■ Problem description:
Count the lines in the records that include the word "plastic". Reply with only the number.

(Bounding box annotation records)
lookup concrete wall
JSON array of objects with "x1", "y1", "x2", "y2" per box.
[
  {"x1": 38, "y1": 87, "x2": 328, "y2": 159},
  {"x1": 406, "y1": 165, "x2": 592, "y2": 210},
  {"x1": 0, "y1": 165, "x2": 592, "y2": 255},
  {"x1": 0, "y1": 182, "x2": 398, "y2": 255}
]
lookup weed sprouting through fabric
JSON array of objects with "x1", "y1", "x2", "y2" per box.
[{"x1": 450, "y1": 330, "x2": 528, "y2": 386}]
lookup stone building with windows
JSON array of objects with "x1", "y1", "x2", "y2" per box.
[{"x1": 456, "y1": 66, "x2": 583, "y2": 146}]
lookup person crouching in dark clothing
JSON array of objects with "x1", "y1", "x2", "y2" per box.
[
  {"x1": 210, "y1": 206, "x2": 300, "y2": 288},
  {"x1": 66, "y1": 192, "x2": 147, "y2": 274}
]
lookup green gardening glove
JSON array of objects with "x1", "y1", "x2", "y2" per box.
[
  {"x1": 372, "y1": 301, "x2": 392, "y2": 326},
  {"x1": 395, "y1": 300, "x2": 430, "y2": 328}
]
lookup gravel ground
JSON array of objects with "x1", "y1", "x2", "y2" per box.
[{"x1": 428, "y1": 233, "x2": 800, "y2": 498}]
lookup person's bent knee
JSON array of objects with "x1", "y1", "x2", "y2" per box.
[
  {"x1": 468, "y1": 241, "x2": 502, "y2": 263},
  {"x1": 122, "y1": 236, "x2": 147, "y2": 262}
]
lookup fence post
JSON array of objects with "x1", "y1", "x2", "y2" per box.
==
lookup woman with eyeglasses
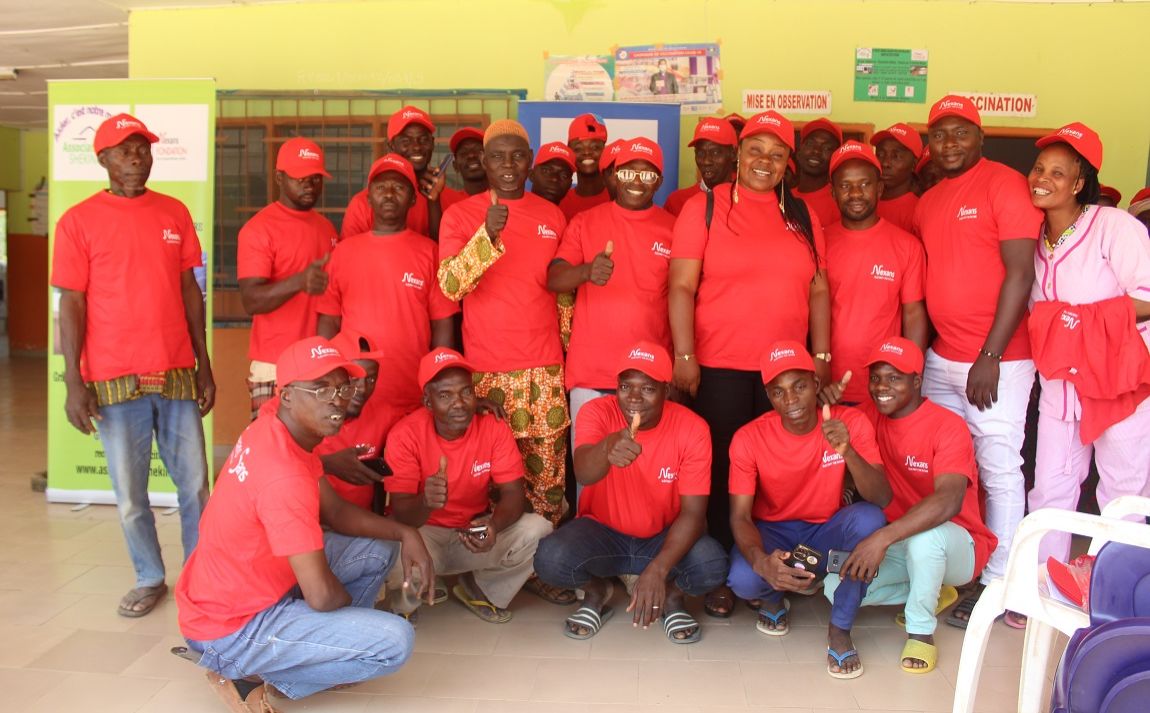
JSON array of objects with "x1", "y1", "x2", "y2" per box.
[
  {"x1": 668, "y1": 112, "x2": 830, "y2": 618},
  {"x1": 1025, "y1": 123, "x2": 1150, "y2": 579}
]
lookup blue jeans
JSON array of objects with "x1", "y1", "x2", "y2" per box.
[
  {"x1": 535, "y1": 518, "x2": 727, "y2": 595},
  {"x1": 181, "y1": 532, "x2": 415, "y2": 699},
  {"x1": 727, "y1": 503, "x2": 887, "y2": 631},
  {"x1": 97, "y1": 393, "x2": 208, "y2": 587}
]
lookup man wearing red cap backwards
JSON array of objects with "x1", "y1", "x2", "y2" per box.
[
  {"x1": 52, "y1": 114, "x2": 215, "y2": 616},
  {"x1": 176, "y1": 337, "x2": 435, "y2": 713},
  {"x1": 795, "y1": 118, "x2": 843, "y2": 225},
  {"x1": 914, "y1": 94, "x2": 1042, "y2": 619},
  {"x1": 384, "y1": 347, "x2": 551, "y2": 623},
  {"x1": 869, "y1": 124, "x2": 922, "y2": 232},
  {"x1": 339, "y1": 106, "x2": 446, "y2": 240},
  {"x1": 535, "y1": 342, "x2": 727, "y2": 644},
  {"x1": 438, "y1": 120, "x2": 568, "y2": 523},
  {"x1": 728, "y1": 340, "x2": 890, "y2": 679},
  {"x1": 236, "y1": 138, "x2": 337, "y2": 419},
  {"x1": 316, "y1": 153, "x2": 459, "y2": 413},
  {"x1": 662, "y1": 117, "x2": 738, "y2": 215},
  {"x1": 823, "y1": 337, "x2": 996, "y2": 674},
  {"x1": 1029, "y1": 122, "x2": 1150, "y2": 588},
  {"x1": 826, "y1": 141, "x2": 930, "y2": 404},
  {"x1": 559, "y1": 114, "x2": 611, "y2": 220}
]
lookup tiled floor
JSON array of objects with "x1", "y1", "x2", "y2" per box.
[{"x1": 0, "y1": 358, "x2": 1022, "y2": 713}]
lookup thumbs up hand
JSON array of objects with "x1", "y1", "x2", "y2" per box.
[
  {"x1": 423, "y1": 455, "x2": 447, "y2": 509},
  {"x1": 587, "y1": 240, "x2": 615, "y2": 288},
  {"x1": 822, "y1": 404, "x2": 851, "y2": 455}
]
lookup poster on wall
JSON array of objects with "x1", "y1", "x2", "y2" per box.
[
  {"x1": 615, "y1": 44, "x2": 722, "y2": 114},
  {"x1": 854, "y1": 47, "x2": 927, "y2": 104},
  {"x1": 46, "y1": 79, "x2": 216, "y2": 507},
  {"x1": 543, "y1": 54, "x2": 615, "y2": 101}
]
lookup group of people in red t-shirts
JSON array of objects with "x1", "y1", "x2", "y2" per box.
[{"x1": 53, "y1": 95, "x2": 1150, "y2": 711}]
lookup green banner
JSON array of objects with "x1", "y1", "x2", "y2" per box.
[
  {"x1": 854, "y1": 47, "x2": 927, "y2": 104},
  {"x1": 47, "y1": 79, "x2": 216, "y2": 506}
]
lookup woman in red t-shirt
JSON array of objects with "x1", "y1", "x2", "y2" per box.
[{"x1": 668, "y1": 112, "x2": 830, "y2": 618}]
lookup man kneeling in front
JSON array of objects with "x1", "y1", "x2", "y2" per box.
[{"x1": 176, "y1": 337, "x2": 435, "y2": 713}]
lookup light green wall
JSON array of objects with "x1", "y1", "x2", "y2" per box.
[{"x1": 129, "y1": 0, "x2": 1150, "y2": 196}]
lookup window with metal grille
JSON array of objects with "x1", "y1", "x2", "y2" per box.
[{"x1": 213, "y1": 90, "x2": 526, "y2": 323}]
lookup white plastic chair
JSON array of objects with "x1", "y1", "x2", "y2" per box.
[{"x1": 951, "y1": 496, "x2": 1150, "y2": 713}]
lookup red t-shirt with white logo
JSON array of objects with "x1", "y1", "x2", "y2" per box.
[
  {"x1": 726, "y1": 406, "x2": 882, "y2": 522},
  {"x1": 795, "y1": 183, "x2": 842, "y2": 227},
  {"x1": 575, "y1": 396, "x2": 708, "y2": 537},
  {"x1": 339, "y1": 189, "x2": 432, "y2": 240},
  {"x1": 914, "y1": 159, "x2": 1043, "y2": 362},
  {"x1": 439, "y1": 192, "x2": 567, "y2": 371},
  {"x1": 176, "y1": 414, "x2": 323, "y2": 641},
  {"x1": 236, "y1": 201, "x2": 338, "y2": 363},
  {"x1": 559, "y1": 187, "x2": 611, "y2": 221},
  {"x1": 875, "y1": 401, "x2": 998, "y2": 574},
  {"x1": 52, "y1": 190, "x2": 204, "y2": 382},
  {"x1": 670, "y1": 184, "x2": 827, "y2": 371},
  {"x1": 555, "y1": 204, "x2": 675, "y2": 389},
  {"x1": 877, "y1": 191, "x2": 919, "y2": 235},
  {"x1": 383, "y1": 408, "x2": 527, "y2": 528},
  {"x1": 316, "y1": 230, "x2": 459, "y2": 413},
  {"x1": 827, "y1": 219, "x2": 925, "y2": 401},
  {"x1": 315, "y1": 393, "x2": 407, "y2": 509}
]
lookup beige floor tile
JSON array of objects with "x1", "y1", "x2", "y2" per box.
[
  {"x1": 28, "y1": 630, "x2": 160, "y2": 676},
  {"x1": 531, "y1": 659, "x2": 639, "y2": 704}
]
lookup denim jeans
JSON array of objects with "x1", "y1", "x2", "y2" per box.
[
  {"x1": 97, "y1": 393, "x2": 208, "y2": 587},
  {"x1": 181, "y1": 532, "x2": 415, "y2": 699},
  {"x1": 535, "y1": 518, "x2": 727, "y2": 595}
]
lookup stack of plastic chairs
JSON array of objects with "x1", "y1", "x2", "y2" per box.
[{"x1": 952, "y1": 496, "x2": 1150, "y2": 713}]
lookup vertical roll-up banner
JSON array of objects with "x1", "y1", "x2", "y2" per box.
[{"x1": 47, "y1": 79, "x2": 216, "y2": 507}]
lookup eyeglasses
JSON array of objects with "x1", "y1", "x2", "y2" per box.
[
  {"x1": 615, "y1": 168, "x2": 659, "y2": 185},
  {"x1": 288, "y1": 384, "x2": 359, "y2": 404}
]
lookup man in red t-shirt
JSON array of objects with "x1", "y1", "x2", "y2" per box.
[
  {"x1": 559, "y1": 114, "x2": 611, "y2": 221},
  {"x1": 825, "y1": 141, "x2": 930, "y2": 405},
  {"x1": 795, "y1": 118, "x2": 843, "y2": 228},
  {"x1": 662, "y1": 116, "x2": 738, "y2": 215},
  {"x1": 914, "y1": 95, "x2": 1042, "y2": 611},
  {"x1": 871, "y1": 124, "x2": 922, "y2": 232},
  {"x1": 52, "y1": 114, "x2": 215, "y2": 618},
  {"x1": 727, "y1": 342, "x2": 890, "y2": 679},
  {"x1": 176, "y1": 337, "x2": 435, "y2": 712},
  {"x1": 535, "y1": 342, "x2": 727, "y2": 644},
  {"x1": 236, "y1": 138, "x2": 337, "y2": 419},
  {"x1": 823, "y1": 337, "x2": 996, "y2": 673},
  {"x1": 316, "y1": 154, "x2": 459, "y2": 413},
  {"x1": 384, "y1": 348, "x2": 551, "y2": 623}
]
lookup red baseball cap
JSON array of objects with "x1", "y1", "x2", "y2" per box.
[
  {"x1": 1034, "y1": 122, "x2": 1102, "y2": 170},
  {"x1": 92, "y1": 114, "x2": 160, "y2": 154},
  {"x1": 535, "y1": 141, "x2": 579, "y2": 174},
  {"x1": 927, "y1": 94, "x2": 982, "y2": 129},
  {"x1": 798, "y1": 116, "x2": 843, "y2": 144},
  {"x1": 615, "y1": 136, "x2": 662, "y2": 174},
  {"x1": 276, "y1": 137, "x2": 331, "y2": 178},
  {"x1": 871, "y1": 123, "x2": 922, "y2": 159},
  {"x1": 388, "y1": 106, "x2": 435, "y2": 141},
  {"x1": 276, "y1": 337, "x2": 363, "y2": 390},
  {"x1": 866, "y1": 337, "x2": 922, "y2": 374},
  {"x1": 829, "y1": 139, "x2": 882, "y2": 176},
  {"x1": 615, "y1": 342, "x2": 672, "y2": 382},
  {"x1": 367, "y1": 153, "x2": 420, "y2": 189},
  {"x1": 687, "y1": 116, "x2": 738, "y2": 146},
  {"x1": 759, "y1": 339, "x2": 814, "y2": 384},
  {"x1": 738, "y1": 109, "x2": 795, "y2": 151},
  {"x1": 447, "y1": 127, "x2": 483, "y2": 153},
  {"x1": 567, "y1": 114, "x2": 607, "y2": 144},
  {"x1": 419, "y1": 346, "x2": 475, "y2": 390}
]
...
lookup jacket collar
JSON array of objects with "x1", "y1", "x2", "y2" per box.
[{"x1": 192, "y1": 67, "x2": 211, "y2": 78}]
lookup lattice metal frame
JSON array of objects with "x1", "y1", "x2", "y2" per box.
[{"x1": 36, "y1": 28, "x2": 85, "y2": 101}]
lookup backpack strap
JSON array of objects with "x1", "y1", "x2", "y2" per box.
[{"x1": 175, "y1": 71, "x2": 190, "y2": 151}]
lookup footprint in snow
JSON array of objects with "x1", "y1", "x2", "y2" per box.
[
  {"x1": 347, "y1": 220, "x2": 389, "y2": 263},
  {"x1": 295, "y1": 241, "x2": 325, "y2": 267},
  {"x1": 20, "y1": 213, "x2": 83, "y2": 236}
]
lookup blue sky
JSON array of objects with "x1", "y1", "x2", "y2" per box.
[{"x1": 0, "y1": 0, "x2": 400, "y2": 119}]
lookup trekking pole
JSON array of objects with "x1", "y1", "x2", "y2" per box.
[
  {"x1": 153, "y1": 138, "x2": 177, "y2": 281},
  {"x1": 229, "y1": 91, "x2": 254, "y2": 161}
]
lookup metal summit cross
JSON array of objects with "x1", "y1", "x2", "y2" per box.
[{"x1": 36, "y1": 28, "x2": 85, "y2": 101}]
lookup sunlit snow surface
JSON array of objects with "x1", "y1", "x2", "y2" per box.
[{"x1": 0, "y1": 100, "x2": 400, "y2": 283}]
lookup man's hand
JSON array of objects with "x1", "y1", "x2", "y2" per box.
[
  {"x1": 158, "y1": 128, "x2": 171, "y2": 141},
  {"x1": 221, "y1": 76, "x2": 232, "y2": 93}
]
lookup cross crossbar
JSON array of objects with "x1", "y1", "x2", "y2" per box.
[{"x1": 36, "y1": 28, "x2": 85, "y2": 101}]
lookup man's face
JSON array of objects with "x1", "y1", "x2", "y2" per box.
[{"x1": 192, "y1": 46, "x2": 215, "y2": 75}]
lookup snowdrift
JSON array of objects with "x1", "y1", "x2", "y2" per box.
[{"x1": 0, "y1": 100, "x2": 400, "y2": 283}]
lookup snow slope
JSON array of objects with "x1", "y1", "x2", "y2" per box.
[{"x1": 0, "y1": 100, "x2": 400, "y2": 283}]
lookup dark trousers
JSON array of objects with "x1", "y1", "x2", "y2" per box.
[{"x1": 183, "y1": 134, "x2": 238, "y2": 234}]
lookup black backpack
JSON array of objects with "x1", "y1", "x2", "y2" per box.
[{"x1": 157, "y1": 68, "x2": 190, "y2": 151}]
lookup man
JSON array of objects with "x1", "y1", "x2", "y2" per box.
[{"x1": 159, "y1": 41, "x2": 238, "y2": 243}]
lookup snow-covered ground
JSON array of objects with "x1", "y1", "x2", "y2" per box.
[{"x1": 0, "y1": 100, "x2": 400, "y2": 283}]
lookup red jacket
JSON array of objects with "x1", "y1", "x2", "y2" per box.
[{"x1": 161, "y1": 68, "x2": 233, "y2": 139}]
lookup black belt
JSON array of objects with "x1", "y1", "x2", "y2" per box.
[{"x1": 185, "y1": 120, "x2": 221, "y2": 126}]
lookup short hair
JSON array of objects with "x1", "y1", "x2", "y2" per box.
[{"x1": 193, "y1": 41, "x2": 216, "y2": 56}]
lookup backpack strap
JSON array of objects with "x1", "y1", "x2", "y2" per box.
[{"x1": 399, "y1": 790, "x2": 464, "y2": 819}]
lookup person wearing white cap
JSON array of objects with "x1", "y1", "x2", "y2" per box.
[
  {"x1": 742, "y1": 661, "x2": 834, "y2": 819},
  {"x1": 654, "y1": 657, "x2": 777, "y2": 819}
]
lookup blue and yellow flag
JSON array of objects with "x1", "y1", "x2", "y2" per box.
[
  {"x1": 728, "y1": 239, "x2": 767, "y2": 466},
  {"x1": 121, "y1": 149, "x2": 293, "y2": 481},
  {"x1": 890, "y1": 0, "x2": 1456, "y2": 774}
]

■ Task answer:
2